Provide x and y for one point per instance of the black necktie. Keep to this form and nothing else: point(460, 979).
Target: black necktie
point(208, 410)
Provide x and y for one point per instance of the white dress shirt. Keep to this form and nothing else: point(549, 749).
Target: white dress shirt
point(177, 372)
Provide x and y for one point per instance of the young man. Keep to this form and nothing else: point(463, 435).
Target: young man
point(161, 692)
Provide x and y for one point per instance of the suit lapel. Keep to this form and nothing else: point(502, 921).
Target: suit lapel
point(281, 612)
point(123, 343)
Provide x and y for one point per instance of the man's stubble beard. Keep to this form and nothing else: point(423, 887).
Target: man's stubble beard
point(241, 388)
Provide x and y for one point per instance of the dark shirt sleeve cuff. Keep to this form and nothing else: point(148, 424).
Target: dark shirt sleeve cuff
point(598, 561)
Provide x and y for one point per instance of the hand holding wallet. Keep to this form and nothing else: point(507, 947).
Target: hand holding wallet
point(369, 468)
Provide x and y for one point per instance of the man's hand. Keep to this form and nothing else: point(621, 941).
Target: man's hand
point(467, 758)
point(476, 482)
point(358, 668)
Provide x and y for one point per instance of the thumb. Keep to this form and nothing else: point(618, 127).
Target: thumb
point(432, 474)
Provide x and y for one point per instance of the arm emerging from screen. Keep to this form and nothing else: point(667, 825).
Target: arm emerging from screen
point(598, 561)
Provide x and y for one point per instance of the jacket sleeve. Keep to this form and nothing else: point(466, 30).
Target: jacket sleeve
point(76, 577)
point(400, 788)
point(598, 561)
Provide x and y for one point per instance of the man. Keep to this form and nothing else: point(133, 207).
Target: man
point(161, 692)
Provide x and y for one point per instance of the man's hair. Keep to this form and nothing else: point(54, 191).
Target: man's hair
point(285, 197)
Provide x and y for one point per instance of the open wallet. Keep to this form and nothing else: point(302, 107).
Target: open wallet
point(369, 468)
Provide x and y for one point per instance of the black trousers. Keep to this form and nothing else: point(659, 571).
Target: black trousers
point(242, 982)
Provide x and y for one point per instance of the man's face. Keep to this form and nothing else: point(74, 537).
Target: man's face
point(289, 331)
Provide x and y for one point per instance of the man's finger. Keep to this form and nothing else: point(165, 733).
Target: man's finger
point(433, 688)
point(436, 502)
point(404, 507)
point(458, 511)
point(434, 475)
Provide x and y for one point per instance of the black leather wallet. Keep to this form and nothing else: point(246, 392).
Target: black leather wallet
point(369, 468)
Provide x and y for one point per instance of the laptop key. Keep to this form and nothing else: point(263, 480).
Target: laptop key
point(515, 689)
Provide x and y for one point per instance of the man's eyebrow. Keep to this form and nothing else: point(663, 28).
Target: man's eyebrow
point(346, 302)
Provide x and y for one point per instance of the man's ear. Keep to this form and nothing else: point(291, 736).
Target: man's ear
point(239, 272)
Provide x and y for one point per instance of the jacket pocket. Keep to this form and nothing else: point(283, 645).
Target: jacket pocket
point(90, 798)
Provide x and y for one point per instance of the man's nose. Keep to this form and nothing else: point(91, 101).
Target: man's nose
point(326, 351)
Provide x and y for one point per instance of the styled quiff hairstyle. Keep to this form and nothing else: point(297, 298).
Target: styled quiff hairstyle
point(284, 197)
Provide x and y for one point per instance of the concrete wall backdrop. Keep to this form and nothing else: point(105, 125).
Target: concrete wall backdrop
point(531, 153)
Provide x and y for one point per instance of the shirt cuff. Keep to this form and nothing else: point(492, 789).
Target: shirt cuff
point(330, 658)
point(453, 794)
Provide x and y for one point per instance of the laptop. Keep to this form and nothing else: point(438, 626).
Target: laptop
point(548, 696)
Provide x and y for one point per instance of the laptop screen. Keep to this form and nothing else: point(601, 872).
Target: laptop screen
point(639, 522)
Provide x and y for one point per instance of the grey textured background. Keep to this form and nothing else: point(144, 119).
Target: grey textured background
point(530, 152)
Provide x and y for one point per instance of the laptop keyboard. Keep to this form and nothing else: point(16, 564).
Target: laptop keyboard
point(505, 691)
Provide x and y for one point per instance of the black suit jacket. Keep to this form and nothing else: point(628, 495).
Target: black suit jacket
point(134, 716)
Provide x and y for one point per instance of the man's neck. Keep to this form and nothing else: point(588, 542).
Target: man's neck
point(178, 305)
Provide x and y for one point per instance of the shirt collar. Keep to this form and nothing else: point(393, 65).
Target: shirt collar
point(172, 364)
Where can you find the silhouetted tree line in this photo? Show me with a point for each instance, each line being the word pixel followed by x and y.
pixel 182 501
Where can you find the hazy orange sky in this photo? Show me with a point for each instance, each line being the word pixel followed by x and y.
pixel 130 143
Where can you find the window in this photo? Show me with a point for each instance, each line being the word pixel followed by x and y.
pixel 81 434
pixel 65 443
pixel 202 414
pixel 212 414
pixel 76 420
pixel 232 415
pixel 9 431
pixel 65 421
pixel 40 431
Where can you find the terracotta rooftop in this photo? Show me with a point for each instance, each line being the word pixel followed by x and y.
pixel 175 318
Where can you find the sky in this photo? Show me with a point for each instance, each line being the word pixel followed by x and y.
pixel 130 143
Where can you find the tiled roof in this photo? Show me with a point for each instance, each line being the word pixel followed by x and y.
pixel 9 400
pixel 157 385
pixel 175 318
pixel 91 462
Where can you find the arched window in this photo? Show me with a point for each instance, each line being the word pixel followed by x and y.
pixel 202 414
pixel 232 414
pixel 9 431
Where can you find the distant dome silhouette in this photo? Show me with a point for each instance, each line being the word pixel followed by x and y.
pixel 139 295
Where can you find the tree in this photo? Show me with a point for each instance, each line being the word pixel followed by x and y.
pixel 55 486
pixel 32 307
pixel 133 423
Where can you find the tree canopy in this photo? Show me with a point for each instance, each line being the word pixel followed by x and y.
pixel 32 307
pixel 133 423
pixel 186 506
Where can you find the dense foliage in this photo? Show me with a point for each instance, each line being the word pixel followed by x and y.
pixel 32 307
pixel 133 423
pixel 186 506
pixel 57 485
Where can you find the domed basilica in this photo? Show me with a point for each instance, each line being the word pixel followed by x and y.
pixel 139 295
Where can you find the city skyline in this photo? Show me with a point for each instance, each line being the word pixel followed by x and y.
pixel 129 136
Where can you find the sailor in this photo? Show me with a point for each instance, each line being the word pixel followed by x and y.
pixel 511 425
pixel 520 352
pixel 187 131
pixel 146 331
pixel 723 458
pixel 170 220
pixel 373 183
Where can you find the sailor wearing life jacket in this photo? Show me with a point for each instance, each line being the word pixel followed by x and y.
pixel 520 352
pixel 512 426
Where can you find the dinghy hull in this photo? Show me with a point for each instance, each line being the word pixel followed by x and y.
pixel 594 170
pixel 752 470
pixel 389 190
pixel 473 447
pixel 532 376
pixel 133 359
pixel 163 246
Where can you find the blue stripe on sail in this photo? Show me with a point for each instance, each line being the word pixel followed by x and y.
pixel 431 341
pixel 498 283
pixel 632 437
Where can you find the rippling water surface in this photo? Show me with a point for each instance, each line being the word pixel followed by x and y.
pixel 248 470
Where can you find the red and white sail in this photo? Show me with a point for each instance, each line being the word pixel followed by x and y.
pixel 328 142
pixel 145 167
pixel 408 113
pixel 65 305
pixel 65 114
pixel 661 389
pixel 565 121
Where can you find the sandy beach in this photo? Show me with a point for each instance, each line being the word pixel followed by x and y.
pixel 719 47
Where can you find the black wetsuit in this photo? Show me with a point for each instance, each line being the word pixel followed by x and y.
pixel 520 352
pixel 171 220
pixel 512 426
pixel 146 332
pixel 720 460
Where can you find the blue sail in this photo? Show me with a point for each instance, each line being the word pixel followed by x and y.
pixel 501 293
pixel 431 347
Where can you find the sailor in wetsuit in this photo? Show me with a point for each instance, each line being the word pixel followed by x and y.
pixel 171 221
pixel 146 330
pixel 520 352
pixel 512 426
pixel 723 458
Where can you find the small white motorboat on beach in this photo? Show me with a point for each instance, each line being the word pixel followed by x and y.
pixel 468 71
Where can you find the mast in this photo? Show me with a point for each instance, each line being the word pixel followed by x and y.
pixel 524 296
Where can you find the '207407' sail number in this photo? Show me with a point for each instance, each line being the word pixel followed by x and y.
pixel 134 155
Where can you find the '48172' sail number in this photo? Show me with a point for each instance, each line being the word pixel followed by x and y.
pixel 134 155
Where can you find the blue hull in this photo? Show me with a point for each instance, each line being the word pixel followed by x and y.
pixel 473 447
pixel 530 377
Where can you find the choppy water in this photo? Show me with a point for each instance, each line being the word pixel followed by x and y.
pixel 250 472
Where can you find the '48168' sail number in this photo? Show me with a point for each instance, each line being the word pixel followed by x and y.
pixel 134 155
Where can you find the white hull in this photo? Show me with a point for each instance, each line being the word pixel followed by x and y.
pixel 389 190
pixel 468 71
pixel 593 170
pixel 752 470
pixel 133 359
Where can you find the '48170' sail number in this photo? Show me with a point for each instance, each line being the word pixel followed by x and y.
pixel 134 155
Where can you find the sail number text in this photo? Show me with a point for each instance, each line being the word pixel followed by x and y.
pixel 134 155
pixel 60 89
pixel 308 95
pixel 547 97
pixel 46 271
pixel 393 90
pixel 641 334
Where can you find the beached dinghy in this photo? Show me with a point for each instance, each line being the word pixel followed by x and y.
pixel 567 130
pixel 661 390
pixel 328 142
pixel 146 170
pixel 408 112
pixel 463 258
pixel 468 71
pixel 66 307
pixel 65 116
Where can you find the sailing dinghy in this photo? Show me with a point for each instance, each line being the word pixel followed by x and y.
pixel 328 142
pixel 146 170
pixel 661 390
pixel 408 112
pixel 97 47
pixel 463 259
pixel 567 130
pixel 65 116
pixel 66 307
::::::::
Your reply should consist only of the lines running from the line with "Where can you find the sailing" to the end of the listing, retyped exactly.

Where can you find the sailing dinghy in this photo? Show me with a point for each instance, each line being the word pixel followed by x and y.
pixel 328 142
pixel 146 170
pixel 661 390
pixel 408 112
pixel 97 47
pixel 463 259
pixel 567 130
pixel 65 116
pixel 66 307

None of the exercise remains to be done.